TASK BRIEF: Pick out every line in the listing below that holds the word "helmet" and copy each one.

+++ GIVEN INFORMATION +++

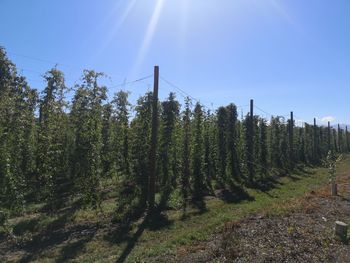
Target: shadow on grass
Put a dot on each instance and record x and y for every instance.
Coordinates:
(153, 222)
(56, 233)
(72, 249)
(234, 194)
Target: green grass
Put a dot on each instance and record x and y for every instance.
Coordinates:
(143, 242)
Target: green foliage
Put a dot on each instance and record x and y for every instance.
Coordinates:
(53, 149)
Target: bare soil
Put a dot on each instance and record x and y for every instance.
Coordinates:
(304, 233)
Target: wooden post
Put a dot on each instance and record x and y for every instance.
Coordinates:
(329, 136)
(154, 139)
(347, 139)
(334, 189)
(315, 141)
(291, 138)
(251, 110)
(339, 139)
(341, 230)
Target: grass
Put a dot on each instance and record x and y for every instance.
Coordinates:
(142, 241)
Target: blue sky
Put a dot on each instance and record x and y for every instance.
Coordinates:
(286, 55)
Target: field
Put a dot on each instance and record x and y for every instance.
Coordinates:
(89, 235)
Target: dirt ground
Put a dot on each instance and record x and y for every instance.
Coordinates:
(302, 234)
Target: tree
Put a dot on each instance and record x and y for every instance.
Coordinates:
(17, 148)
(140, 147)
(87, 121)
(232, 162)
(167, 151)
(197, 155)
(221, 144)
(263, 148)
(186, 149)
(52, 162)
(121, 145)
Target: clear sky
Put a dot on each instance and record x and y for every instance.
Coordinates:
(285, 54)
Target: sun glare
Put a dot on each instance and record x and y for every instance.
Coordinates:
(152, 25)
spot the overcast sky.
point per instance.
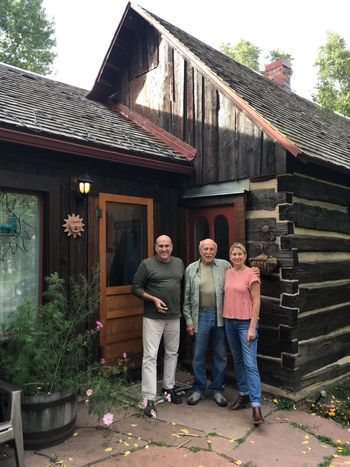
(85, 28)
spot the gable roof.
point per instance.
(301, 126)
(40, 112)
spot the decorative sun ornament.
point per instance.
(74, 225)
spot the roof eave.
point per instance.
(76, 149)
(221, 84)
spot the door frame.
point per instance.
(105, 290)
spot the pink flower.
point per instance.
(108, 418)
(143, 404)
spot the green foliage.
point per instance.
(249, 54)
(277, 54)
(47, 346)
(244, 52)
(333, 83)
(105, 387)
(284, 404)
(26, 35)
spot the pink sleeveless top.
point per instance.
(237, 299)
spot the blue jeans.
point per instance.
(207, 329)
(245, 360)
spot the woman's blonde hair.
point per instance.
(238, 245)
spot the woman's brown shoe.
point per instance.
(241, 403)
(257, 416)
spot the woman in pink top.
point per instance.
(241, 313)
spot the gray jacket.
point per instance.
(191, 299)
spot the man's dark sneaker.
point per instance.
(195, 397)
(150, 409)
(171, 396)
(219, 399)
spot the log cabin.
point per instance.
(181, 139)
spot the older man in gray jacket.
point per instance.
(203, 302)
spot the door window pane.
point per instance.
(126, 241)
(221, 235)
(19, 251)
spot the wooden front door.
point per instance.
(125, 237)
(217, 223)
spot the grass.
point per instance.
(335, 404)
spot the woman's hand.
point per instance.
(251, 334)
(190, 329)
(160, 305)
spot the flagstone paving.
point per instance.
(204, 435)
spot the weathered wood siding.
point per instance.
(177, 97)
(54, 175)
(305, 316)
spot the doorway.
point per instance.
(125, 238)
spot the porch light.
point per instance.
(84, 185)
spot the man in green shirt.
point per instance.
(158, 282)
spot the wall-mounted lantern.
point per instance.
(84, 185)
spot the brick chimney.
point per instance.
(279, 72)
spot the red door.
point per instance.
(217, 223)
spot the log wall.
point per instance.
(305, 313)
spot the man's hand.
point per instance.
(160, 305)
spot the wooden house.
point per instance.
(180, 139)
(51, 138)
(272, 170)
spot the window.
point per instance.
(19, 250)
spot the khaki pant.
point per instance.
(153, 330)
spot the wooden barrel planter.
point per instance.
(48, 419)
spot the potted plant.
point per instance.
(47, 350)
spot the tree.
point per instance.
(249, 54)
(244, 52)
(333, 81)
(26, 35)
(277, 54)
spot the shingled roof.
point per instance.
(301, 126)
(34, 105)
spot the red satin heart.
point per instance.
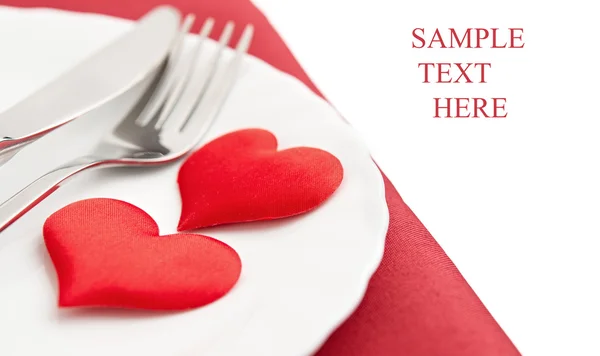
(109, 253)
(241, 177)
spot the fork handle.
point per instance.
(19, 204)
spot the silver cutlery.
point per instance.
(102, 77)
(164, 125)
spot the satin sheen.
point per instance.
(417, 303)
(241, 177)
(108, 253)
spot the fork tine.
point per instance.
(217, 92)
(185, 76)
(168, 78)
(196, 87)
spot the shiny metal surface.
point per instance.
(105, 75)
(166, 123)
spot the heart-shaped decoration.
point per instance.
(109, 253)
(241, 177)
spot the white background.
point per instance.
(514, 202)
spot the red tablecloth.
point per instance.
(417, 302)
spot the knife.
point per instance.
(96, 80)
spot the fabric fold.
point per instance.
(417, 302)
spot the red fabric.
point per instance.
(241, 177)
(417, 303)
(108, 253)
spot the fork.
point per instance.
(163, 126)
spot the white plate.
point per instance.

+++
+++ GIVEN INFORMATION +++

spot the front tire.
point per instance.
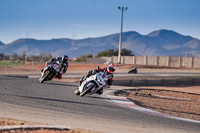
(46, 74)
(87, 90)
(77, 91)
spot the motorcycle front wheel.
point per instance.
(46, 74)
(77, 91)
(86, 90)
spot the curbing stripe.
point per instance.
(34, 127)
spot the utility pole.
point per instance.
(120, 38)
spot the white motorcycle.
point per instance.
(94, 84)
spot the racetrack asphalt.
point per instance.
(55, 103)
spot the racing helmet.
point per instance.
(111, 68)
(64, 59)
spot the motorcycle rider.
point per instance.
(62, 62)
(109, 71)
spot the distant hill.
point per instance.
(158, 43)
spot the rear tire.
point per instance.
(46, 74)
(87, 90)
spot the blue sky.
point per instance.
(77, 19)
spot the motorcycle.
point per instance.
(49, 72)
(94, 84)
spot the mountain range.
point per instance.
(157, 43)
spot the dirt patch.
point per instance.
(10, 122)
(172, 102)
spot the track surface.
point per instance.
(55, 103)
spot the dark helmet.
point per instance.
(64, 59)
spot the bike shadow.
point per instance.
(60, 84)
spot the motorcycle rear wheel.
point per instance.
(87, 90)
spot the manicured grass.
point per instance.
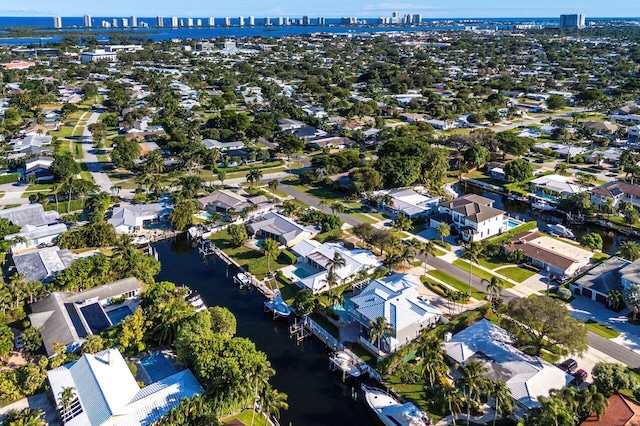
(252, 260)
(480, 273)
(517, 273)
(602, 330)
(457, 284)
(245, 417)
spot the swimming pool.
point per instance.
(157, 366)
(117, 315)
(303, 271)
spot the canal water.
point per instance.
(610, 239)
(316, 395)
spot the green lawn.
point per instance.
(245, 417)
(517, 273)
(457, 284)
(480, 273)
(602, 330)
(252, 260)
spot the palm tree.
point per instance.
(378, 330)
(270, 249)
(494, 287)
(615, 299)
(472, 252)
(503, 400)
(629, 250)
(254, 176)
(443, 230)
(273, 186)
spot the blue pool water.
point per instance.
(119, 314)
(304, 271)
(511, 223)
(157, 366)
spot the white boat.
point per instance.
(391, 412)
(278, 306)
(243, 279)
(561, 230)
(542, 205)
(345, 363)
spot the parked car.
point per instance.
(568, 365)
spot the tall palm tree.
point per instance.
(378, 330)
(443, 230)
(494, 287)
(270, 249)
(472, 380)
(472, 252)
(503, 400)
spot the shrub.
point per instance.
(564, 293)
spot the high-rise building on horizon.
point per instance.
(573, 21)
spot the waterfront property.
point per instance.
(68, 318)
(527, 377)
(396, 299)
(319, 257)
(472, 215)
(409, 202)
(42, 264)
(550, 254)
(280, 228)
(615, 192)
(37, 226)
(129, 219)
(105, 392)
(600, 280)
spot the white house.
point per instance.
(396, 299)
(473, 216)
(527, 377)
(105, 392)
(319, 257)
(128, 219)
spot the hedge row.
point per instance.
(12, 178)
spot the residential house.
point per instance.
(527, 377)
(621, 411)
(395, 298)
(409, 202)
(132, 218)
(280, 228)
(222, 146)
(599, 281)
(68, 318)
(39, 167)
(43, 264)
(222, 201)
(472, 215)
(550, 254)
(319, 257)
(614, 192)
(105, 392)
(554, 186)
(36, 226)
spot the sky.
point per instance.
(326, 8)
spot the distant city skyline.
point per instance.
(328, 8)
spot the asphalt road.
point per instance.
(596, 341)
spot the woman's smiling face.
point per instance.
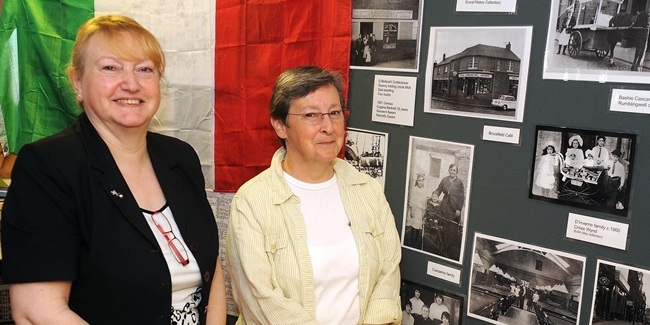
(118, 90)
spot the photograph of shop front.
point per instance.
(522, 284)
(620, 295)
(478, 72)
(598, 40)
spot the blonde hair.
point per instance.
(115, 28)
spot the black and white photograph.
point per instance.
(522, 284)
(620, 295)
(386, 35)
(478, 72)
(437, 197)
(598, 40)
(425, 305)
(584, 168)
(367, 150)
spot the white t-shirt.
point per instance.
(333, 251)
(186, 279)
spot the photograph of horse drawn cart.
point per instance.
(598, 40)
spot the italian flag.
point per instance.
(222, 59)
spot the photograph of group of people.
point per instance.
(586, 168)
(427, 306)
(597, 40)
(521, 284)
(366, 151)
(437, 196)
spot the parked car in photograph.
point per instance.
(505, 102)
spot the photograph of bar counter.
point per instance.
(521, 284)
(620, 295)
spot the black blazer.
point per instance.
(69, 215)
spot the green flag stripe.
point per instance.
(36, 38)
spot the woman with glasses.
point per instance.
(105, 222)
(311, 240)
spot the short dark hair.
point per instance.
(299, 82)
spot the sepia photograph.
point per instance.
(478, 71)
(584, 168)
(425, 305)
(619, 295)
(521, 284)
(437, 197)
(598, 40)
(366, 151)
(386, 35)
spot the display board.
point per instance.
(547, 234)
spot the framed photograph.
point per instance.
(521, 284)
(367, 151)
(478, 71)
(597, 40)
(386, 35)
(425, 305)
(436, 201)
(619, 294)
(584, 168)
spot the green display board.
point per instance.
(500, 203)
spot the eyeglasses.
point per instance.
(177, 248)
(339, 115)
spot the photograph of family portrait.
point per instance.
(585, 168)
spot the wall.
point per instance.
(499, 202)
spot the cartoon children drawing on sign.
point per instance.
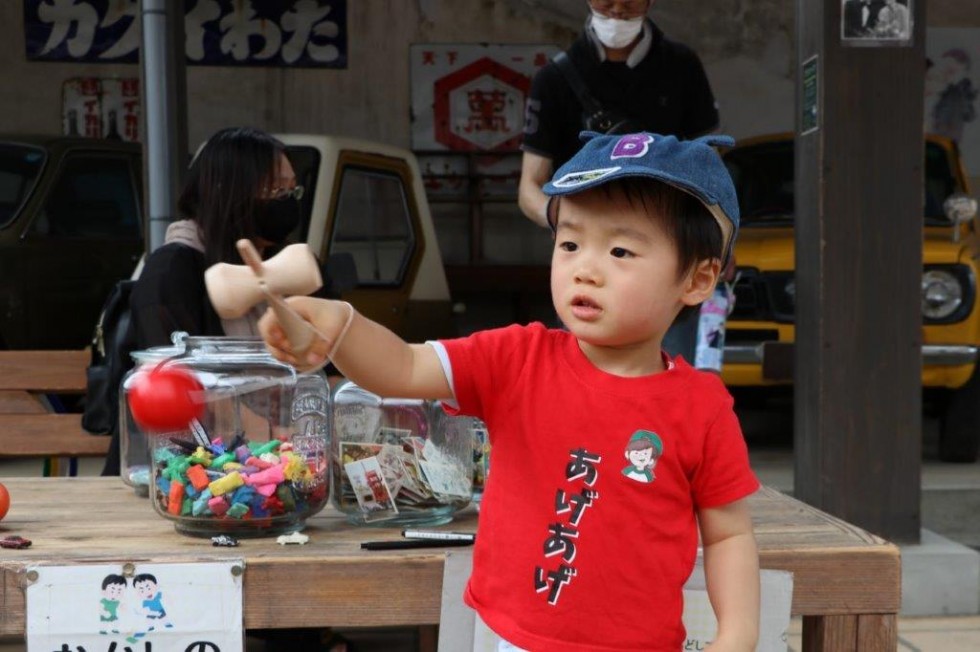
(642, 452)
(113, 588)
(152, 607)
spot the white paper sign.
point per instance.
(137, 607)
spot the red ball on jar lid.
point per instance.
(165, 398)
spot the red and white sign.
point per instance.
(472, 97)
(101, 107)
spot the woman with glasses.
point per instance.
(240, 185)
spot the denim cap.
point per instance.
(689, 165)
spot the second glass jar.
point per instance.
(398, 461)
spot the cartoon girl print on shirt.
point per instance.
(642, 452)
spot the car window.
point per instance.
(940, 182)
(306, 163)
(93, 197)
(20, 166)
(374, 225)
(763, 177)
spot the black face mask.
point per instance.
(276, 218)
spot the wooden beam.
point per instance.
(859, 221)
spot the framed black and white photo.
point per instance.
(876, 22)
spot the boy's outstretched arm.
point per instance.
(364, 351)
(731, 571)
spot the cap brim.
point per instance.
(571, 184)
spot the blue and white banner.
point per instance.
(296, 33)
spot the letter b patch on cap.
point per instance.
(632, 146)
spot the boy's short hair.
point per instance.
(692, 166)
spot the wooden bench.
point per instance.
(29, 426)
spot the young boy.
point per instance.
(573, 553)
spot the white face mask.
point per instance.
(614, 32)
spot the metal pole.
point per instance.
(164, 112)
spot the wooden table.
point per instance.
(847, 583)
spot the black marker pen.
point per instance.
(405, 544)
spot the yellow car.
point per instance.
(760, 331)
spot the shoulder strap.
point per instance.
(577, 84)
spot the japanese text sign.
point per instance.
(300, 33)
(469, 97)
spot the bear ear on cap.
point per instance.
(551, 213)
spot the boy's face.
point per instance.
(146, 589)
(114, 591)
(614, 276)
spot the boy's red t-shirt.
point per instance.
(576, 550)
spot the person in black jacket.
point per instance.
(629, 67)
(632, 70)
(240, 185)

+++
+++ GIVEN INFORMATION +++

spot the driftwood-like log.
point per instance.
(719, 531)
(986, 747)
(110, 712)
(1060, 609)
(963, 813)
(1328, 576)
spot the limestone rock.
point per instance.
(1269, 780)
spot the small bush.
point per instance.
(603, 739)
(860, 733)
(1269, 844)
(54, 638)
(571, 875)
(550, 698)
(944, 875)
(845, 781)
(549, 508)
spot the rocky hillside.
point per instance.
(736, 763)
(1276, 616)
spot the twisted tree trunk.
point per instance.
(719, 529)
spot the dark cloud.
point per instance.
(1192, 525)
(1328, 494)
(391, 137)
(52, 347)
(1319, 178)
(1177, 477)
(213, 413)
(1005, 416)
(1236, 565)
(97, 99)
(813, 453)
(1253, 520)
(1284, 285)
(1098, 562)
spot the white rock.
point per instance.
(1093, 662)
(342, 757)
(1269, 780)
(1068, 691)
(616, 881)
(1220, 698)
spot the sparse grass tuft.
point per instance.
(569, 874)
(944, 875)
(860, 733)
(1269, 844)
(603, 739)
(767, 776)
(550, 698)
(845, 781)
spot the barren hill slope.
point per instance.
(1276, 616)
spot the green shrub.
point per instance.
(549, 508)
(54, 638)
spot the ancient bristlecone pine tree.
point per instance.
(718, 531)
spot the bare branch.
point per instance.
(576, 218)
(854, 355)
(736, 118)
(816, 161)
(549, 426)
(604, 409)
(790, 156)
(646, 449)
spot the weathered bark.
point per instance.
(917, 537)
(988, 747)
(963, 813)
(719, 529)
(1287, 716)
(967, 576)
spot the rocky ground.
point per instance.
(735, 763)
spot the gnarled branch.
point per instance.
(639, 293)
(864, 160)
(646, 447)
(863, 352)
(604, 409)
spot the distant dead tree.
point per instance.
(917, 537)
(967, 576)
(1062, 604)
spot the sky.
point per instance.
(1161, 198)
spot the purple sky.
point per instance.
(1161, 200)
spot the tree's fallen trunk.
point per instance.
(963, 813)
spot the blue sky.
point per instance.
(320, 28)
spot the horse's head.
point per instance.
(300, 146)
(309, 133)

+++

RESULT BELOW:
spot the racing helmet.
spot the dark helmet.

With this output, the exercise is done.